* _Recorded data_
· · · · · · ·

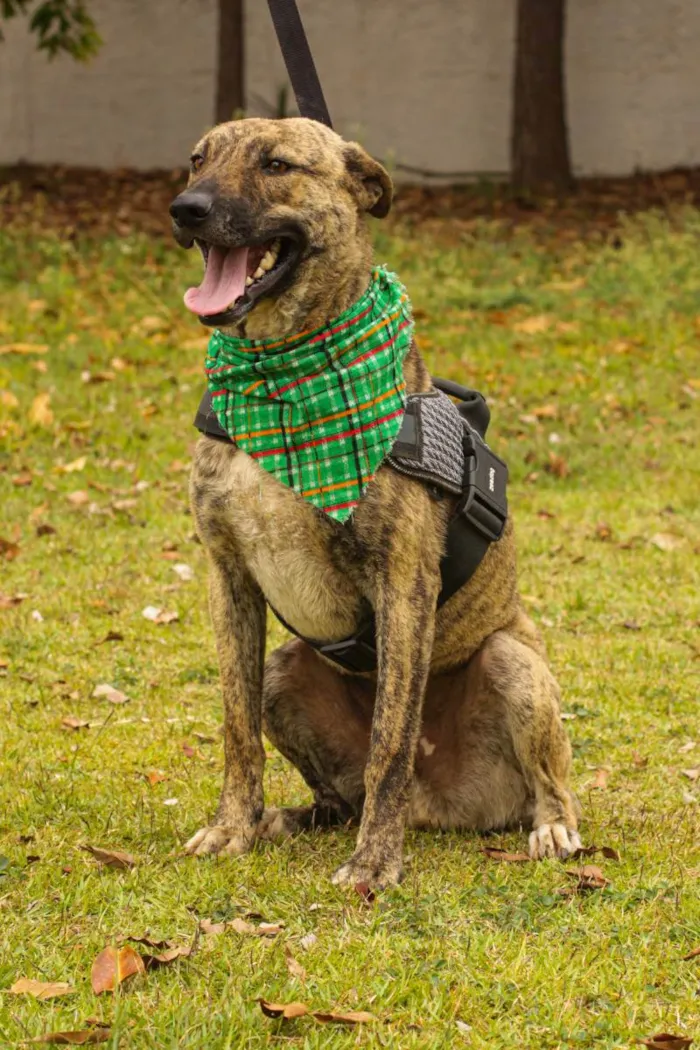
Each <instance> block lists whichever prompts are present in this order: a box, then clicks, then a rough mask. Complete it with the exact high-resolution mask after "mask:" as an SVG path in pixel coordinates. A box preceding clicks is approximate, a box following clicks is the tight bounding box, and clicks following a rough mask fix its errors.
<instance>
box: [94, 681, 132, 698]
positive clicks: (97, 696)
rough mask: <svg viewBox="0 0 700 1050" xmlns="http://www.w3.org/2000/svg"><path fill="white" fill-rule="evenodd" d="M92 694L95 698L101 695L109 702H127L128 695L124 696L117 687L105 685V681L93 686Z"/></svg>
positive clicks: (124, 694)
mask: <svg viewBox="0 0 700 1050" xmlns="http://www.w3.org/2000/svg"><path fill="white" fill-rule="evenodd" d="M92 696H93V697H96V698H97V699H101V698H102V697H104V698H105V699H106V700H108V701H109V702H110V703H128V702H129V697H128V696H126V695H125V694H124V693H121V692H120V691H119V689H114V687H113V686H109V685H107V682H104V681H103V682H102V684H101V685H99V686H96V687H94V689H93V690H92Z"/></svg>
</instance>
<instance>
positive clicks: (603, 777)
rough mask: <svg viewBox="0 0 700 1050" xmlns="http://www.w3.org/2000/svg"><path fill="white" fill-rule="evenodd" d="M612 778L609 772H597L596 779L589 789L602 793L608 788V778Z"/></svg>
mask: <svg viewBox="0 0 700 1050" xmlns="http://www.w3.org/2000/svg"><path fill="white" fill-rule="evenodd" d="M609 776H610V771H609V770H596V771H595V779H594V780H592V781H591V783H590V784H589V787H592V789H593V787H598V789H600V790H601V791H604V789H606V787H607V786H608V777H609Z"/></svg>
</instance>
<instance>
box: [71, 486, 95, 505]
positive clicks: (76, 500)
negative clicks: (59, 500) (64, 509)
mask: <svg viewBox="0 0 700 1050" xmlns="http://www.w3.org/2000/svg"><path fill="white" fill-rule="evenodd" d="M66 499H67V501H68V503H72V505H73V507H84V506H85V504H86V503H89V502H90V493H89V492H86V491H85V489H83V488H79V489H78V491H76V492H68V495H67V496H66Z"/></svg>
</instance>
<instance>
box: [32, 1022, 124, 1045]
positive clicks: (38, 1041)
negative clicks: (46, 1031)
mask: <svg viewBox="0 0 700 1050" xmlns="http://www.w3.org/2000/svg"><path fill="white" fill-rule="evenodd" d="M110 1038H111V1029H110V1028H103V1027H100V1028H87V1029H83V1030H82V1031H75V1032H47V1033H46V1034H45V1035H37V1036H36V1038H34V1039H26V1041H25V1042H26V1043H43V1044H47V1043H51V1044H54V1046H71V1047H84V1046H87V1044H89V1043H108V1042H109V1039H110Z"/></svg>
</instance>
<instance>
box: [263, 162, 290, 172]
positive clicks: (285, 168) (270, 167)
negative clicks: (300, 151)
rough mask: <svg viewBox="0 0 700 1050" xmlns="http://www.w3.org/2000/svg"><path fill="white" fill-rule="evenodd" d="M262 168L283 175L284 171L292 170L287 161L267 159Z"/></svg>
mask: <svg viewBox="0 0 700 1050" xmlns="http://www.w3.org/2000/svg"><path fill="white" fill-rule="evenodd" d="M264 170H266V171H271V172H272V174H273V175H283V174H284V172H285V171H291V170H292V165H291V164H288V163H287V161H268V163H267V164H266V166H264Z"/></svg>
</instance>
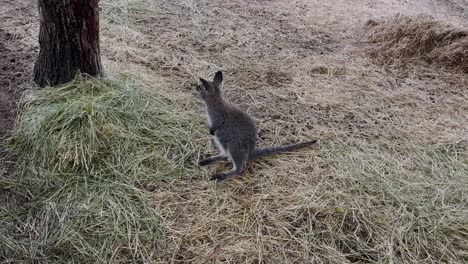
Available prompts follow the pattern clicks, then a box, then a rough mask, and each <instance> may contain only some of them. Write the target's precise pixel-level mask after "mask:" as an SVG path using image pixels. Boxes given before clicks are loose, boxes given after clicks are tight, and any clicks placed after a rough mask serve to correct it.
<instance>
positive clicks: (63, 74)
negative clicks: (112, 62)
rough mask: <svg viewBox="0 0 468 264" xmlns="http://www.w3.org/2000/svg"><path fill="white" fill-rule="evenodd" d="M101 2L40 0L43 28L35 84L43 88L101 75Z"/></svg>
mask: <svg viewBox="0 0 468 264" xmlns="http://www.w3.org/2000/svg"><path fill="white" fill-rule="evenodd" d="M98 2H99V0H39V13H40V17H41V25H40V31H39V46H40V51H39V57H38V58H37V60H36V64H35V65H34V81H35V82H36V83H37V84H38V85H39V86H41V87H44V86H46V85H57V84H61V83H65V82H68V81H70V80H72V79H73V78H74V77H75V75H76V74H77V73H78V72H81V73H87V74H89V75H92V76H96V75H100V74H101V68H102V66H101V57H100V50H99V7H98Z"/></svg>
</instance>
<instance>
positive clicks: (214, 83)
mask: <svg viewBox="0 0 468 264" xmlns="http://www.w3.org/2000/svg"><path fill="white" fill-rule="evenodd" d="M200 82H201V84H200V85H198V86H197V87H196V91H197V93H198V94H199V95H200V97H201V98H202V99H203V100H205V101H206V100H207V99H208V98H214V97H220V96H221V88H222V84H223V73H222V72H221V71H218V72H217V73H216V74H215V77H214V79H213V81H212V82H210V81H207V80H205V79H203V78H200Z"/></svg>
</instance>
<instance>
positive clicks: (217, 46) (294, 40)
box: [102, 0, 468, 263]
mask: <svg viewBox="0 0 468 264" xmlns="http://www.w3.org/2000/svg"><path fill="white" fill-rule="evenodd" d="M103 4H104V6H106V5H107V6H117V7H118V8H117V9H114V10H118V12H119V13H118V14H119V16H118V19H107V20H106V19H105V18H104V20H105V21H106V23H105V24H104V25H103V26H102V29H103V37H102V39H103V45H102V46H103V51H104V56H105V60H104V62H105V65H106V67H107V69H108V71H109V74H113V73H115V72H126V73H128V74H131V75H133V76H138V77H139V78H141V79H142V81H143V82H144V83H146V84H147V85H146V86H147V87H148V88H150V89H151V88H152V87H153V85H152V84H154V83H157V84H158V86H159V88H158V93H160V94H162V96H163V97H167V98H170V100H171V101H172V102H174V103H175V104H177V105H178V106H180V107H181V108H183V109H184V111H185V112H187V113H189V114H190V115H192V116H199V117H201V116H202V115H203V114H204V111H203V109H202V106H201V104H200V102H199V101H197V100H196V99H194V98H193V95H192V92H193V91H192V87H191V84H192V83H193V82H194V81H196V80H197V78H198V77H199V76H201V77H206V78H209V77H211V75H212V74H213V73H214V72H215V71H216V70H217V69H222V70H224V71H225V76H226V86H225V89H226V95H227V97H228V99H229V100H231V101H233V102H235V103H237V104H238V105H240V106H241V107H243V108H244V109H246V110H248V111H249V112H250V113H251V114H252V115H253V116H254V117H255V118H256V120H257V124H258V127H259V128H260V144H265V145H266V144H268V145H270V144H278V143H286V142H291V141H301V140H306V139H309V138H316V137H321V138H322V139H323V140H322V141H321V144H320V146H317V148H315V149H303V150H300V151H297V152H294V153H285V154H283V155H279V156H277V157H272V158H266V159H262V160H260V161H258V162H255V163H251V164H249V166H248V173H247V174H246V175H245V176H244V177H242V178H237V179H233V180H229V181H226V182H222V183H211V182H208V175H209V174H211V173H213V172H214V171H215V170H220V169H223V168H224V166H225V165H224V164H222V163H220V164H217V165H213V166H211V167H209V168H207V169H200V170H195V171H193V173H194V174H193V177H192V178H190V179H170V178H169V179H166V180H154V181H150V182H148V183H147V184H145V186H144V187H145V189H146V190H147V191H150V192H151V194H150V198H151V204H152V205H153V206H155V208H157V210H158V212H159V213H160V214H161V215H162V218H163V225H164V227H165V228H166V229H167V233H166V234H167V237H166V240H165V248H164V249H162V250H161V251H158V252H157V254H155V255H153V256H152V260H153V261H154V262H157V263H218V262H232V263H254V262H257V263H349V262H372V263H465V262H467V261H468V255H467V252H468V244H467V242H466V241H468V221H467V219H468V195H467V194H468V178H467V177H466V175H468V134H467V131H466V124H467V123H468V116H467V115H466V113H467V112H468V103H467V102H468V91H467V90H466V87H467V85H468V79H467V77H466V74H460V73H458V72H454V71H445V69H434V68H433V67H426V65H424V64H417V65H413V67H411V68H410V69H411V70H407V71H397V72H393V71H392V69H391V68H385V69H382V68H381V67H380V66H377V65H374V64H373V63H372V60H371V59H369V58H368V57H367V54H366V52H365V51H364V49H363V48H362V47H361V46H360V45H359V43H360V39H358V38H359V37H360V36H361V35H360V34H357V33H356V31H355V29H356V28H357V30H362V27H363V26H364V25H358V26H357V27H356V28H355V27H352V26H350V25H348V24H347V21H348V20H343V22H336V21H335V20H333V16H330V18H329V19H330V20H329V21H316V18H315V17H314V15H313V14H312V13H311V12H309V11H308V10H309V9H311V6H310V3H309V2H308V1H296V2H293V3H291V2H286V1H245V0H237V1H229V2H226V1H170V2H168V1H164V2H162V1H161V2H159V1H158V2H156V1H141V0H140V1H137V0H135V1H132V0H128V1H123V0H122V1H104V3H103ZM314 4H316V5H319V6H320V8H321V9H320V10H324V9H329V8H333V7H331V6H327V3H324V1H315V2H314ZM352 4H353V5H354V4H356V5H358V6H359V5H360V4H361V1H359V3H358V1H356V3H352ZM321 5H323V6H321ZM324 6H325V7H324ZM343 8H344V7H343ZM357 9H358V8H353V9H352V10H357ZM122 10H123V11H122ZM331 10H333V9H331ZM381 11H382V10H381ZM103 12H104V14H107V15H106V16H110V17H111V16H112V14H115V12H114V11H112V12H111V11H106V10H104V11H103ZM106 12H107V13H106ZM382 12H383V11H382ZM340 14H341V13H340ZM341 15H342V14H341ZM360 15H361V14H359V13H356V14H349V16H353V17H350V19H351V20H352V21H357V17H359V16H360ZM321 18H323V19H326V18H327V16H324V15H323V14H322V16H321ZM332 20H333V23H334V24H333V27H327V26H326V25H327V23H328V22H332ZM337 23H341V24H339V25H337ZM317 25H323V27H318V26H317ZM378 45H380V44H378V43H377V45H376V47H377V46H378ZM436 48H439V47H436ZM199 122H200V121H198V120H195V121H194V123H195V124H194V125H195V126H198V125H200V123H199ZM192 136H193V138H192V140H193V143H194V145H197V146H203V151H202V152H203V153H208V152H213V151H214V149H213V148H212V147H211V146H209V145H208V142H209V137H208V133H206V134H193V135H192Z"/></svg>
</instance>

· · · · · · ·

* _PROMPT_
Go through the records above, find each line with the string "prompts", and copy it.

* _SOLUTION BELOW_
Each <instance> block lists whichever prompts are present in this order: a box, then clicks, then a rough mask. Complete it with the exact high-resolution mask after "mask:" as an SVG path in pixel coordinates. A box preceding clicks is approximate, a box following clicks is the tight bounding box, and clicks following a rough mask fix its errors.
Available prompts follow the pattern clicks, then a box, then a rough mask, and each <instance> may contain only some of them. Write the target's precise pixel-level mask after "mask:" as an SVG path using image pixels. Boxes given before clicks are loose, boxes given after clicks are tight, and any clicks placed after a rough mask serve to correct it.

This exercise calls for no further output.